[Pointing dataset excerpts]
━━━━

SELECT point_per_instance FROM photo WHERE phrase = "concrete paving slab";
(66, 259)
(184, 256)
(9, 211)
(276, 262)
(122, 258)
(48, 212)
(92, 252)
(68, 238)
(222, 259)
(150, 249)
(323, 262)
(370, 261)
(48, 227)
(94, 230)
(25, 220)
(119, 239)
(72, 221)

━━━━

What you have to do ▸ Put the lines of the items above into a JSON list of strings, one string per line, leaving out blank lines.

Finished answer ▸
[
  "SELECT point_per_instance FROM photo WHERE phrase = \"concrete paving slab\";",
  "(66, 259)",
  "(184, 256)",
  "(9, 211)",
  "(276, 262)",
  "(122, 258)",
  "(48, 212)",
  "(92, 252)",
  "(68, 238)",
  "(222, 259)",
  "(150, 249)",
  "(323, 262)",
  "(370, 261)",
  "(48, 227)",
  "(94, 230)",
  "(25, 220)",
  "(119, 239)",
  "(72, 221)"
]